_EXERCISE DETAILS_
Continue the wrestling show recap below, starting right after its last sentence.

_SELECTED TEXT_
——

Jake Roberts’ squash from Wrestling Challenge is shown.
The Berzerker and Mr. Fuji come into the studio. The Berzerker says what Fuji wants, he gets and claims he is better than bodybuilders because he lays on icebergs instead of tanning beds and lifts mastodons on the regular.
After the commercial break, Fuji hypes a “traditional Viking ceremony” so the Berzerker goes into the crowd and grabs Jamison. He ties him to a stake.
Irwin R. Schyster (4-0) pins Rob Allen after the Write Off at 3:15:
Schyster reminds the audience that if they do not pay their taxes that the government can seize their assets and sell their home. He says those comments are directed at Roddy Piper, ostensibly because of Piper mocking the pronunciation of his name on Superstars several weeks ago. Schyster’s spot of grabbing the ropes from an abdominal stretch is an easy one to get heat from but is misplaced in a squash match. He is getting a reaction, which is more than can be said of other heel acts like the Berzerker.
Back in the studio, the Berzerker has put straw up to Jamison’s knees and is trying to start a fire. When that fails, the Berzerker picks Jamison up on the stake and carries him backstage.
Heenan hypes Sid Justice, saying that he is a monster waiting to be unleashed.

——

_Dataset records_
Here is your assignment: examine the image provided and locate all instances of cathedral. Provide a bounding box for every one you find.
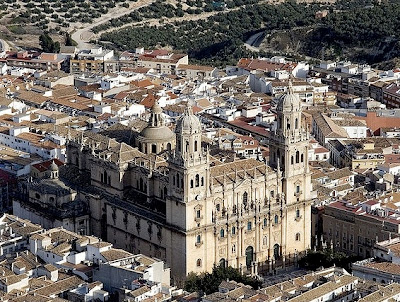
[16,86,312,278]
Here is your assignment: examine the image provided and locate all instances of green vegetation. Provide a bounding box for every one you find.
[39,33,60,53]
[97,1,320,66]
[303,1,400,63]
[185,266,261,295]
[94,0,400,66]
[298,249,362,271]
[65,33,78,46]
[92,0,260,33]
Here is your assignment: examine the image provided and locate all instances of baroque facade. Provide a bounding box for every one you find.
[18,87,312,277]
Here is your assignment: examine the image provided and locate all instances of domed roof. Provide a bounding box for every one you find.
[49,160,58,171]
[140,101,174,141]
[277,80,301,111]
[175,104,201,133]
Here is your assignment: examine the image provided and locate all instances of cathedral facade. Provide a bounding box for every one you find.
[63,87,312,278]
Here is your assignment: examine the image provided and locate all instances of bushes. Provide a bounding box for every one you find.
[185,266,261,295]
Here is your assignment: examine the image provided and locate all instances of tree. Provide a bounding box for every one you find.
[39,33,60,53]
[65,33,76,46]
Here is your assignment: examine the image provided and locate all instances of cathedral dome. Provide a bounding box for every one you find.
[277,81,301,111]
[175,105,201,133]
[140,101,174,141]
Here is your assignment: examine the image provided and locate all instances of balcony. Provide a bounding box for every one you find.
[294,215,303,221]
[294,191,303,197]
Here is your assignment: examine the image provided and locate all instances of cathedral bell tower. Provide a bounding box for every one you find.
[169,105,209,202]
[270,81,309,178]
[270,81,312,255]
[166,105,212,278]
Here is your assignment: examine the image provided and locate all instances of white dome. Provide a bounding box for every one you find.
[175,105,201,134]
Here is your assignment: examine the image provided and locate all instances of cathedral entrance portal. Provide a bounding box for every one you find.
[246,246,254,268]
[219,258,227,268]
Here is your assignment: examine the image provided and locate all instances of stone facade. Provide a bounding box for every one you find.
[30,87,312,278]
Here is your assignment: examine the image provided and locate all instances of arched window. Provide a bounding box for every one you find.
[247,221,252,231]
[139,178,143,191]
[243,192,249,208]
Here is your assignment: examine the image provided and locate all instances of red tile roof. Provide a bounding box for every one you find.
[32,158,64,172]
[354,112,400,135]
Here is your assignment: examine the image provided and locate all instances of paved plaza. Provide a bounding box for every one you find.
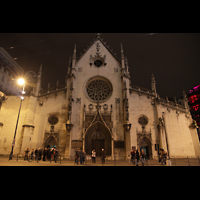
[0,156,200,166]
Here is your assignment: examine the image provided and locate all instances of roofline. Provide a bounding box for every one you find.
[76,37,121,65]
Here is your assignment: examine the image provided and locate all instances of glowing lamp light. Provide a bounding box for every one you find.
[17,78,25,85]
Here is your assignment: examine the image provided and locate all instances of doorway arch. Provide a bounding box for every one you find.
[44,136,58,148]
[138,136,152,158]
[85,122,112,156]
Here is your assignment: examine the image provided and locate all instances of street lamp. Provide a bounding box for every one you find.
[124,121,132,132]
[9,78,25,160]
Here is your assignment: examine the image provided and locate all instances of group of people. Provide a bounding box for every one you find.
[131,149,146,166]
[131,149,167,166]
[75,148,106,165]
[24,148,58,163]
[91,149,106,164]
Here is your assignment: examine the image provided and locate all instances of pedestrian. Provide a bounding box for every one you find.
[140,149,145,166]
[79,148,84,165]
[54,149,58,163]
[101,149,106,164]
[83,150,86,164]
[135,149,140,166]
[38,148,42,160]
[43,148,47,161]
[75,149,79,165]
[92,150,96,163]
[131,149,135,165]
[47,147,51,160]
[31,149,35,160]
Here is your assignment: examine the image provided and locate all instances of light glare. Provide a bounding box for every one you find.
[17,78,25,85]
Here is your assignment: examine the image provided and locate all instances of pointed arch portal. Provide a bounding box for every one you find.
[85,122,112,156]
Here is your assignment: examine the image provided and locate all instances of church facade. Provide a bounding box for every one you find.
[0,35,200,160]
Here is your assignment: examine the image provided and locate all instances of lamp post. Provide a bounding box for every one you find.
[9,78,25,161]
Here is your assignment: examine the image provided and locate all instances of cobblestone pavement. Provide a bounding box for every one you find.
[0,156,200,166]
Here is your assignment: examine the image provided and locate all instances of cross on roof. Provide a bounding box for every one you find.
[95,33,101,39]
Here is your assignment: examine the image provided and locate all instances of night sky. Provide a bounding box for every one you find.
[0,33,200,98]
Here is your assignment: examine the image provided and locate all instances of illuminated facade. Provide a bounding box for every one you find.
[0,35,200,159]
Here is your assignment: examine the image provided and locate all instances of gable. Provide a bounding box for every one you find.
[76,38,121,66]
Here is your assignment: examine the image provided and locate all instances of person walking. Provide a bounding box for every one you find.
[140,149,145,166]
[75,149,79,165]
[35,149,39,160]
[54,148,58,163]
[92,150,96,163]
[101,149,106,164]
[43,148,47,161]
[38,148,42,160]
[135,149,140,166]
[131,149,135,165]
[79,148,84,165]
[24,148,29,160]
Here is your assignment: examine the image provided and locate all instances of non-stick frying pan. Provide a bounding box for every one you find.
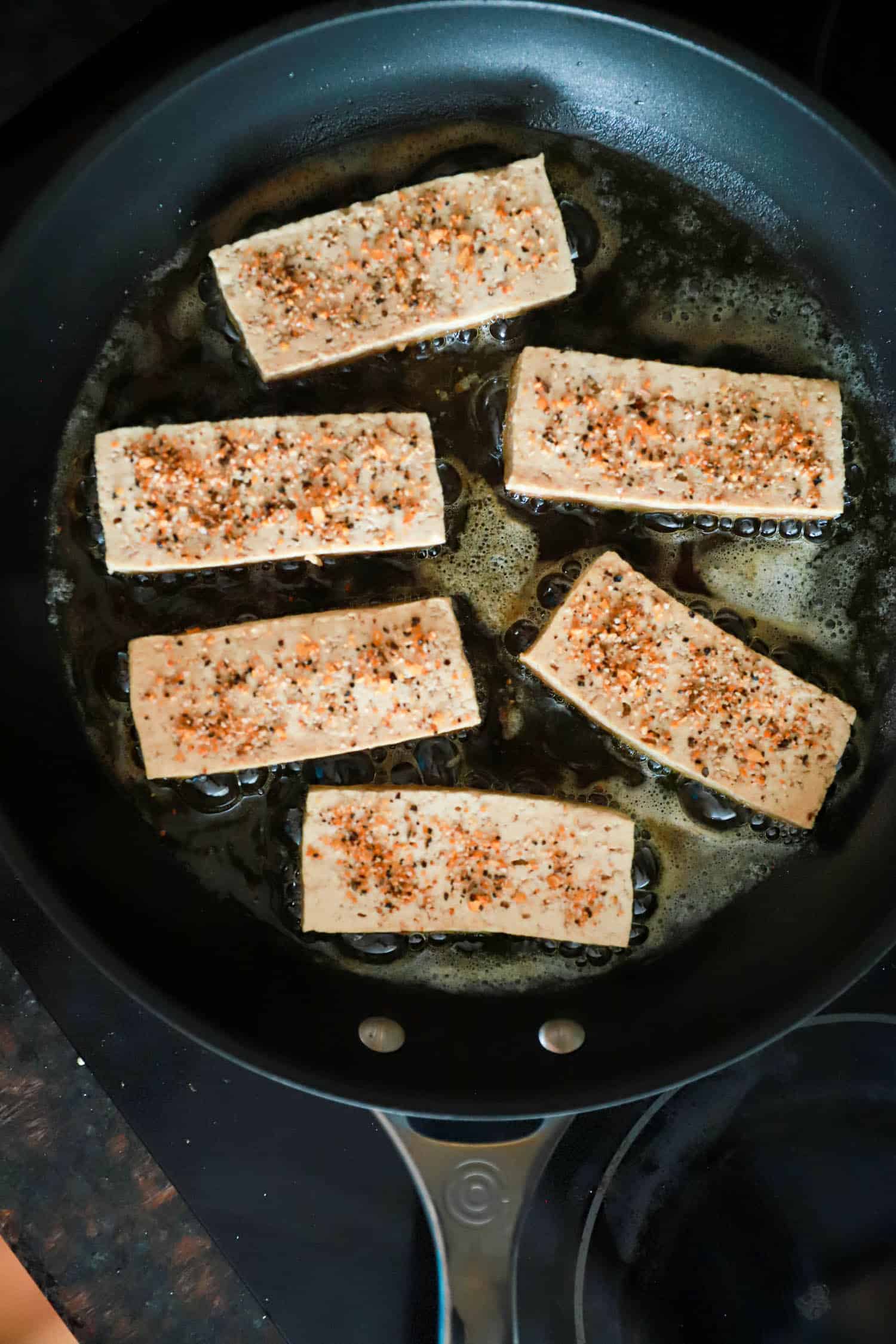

——

_ANSWER FOR THIS EXERCISE_
Jimmy Snuka (6-2) pins Bob Bradley after the Superfly Splash at 4:04:
Snuka has abandoned the goatee look, clean shaved again for this squash at the most recent Madison Square Garden show. The match speed is a touch below normal and sees Snuka dispatch Bradley with ease for a fourth straight win.
When McMahon suggests that Heenan had something to do with Winston’s disappearance because of how he dognapped Matilda several years ago, Heenan dismisses it. Swearing that he had nothing to do with it.
The Mountie and Jimmy Hart are the next guests. A taped segment sees Sean Mooney and Hart ask local police officers whether they think the Big Bossman or the Mountie represent law and order in the WWF. All of the officers vote for the Bossman. The segment ends with Hart accidentally locked in a jail cell. The Mountie repeats his claim that the Bossman is a “local hick cop.” The taped bit was excellent because of Hart’s antics. He had Mooney cracking up by the end.
The Bossman’s squash from Superstars is shown. The feed is eventually interrupted by the Mountie shocking the camera equipment with his cattle prod.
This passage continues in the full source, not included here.